Text provided:
★ ★ ★ ★ ★ ★ ★

Washington, D.C. 28 September 2022 (PAHO/WHO) – The burden of mental health conditions has increased in the Americas due to COVID-19, and this situation has been exacerbated by social determinants of health such as poverty, high level health officials concluded during a side event at the 30th Pan American Sanitary Conference.
“The COVID-19 pandemic has adversely impacted the mental health and wellbeing of everyone, everywhere,” the PAHO Director, Dr. Carissa Etienne said at the opening of the event yesterday, Leveraging Lessons Learned from the COVID-19 Pandemic to Address the Region’s Mental Health Challenges for the Future.
“We have seen rates of stress, depression and anxiety soar in our Region, and persons living in conditions of vulnerability, who have traditionally experienced a higher burden of mental health conditions and unequal access to care, were among those most affected,” Dr. Etienne added, highlighting that young people have also been disproportionately impacted.
A report published by the World Health Organization (WHO) showed that the global prevalence of anxiety and depression increased by 25% in the first year of the pandemic alone.
But in the Americas, COVID-19 exacerbated an already critical issue. The region faces increasing suicide rates, with some countries experiencing the highest suicide rates in the world.
Mental health services have been chronically underfinanced in the region, with resources directed only to mental institutions rather than to first level of care within the community. There is frequently also a lack of qualified health professionals, and stigma and discrimination are common barriers to care, in addition to policies that fail to promote and protect the human rights of persons with mental health problems.
The event examined these multiple factors contributing to poor mental health with the aim of prioritizing mental health as a pillar to advance health – and noting that there is no health without mental health – as the Americas recovers from the COVID-19 pandemic.

★ ★ ★ ★ ★ ★ ★

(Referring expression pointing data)
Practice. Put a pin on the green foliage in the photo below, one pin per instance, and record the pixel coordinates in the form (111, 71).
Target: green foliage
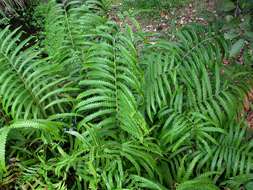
(111, 116)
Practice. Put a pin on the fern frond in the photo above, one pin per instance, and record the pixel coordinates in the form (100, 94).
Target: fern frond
(28, 87)
(112, 85)
(48, 126)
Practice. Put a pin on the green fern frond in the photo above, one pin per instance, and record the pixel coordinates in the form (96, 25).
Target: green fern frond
(48, 126)
(28, 87)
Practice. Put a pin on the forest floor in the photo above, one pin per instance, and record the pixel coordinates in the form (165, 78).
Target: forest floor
(162, 20)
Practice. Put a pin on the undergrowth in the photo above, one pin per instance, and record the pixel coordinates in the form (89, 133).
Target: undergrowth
(86, 109)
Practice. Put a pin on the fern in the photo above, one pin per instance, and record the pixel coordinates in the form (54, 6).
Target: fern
(168, 116)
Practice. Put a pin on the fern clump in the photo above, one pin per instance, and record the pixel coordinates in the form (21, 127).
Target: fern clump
(111, 116)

★ ★ ★ ★ ★ ★ ★

Work required: Reproduce the passage of the text on mental health in the Americas after COVID-19 starting at "Washington, D.C. 28" and ending at "for the Future.", replacing "side event" with "parallel session".

Written answer:
Washington, D.C. 28 September 2022 (PAHO/WHO) – The burden of mental health conditions has increased in the Americas due to COVID-19, and this situation has been exacerbated by social determinants of health such as poverty, high level health officials concluded during a parallel session at the 30th Pan American Sanitary Conference.
“The COVID-19 pandemic has adversely impacted the mental health and wellbeing of everyone, everywhere,” the PAHO Director, Dr. Carissa Etienne said at the opening of the event yesterday, Leveraging Lessons Learned from the COVID-19 Pandemic to Address the Region’s Mental Health Challenges for the Future.